Task objective: Could you reproduce every record below exactly as written?

═════ Data for review ═════

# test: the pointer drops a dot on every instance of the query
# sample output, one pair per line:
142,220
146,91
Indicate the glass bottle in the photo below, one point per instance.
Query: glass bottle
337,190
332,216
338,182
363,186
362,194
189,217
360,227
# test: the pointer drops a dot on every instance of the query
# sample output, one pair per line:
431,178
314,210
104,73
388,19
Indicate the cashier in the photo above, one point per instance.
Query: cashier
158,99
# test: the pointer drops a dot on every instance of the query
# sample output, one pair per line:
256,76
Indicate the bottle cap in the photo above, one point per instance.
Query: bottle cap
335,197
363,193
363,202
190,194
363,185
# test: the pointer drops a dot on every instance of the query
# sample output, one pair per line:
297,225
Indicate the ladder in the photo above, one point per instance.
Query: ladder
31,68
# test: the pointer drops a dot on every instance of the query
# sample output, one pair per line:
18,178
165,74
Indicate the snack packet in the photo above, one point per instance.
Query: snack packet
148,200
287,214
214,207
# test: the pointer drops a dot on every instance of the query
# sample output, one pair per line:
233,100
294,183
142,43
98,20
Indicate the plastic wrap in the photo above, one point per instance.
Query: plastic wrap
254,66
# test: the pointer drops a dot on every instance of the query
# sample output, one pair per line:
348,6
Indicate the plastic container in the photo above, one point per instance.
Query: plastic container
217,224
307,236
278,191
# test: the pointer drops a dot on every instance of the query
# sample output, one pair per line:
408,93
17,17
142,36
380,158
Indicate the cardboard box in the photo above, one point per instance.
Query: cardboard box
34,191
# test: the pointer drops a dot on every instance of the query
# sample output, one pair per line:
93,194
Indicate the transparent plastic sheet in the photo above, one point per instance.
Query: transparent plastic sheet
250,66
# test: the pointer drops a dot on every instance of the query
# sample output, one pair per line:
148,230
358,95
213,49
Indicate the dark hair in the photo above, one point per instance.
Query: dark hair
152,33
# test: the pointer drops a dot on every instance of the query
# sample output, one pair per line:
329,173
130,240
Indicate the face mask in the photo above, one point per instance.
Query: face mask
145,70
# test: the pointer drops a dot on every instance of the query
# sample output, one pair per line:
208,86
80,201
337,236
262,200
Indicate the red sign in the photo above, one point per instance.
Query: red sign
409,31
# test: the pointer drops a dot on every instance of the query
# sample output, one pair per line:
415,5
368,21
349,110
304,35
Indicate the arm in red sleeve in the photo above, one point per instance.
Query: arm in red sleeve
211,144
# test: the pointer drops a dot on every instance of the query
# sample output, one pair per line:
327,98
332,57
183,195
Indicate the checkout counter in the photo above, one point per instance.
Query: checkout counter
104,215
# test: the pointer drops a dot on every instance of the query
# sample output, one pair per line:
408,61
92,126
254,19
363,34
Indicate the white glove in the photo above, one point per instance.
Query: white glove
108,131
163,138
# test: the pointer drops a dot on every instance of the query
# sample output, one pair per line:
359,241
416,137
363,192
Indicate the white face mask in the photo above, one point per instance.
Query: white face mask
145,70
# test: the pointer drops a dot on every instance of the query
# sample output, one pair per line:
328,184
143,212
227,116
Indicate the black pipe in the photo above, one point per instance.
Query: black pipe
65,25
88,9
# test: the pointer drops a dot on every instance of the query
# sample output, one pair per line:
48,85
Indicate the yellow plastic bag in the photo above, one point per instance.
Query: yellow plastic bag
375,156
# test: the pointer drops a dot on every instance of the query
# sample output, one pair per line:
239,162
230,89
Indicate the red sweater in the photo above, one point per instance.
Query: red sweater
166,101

═════

Exercise solution:
# test: the pointer drops a dot on every instance of the query
# sample output, one pair per line:
142,220
146,91
Indicate the glass bottle in the photo below, one point per instance.
Query: glass bottle
337,190
332,216
338,182
363,186
362,194
189,217
360,227
# test: the pointer drops a dot on every instance of the query
# sample output, one pair per line:
431,178
314,210
104,73
388,19
Indicate the cashier in the photo above, one point per instance.
Query: cashier
158,99
# test: the pointer drops a dot on every instance of the query
# sample output, one pair per line:
256,76
Indicate the bottle cap in the photo above, one point per instance.
Query: bottle cap
335,197
363,193
363,202
190,194
363,185
# test: the pointer drops a dot on every instance of the query
# sample output, one pair per line:
297,225
Indicate the ladder in the photo above, one point per instance.
Query: ladder
31,68
# test: the pointer drops a dot on every instance of the query
# sample output, one pair per line:
18,178
165,74
Indicate the snack packet in the photo above, one point per instance.
Query: snack packet
148,200
287,214
214,207
# test: the pointer drops a dot on every instance of the query
# sample output, one pair per line:
233,100
294,183
142,43
98,20
Indicate the plastic wrap in the photo above, one point per instance.
Query: plastic wrap
254,66
# test: the pointer drops a dot on every instance of the query
# sample output, one pair per line:
348,6
Indicate the plastic container in the photo above, one point per instance.
Query: plastic container
217,224
307,236
278,191
# test: the pointer drops a dot on every instance of the query
# sample output, one pair per line:
408,93
17,17
142,36
380,158
Indicate the cardboard box in the photo above, one point per instance.
Query: cardboard box
34,191
# test: the pointer drops a dot on every instance of the query
# sample output, one pair per line:
93,194
Indicate the transparent plastic sheet in the photo above, one point per instance.
Query: transparent plastic sheet
250,66
# test: the pointer drops a dot on every instance of the query
# sample output, one pair per line:
148,230
358,95
213,49
Indicate the dark hair in the photo above, one point per instance.
Query: dark hair
152,33
# test: the pointer drops a dot on every instance of the query
# sample output, one pair per line:
329,173
130,240
Indicate the face mask in the photo above, one point per instance.
Query: face mask
145,70
# test: the pointer drops a dot on every instance of the query
# sample output, one pair per line:
208,86
80,201
337,236
262,200
Indicate the red sign in the photo above, one point per instance.
Query: red sign
409,31
# test: the pointer drops a dot on every instance of the query
# sample output, one pair per line:
415,5
368,21
349,110
304,35
Indicate the arm in red sleeve in the photo above, one point per instance.
Query: arm in red sleeve
211,144
# test: the pointer drops a dot on every instance of the query
# sample output, one pair per line:
327,98
332,57
183,195
Indicate the checkout counter in the photo above, one point per instance.
Query: checkout counter
104,215
# test: the pointer drops a dot on every instance of the query
# sample output, one pair per line:
408,61
92,126
254,19
363,34
Indicate the white glove in the photo above, one point per instance.
Query: white glove
108,131
163,138
# test: the pointer drops a dot on every instance of the query
# sample output, one pair per line:
359,241
416,137
363,192
Indicate the white face mask in the photo above, one point per instance.
Query: white face mask
145,70
# test: the pointer drops a dot on every instance of the query
# sample output, one pair per line:
328,184
143,212
227,116
Indicate the black pipe in the photo above, one point per instance.
Query: black pipe
65,25
88,9
# test: the pointer drops a dot on every instance of the query
# sample output, one pair per line:
48,85
Indicate the yellow plastic bag in the photo above, one point per instance.
Query: yellow plastic bag
375,156
# test: the pointer drops a dot on every instance of the query
# sample output, one pair per line:
239,162
230,89
Indicate the red sweater in the photo above, one point per instance.
Query: red sweater
166,101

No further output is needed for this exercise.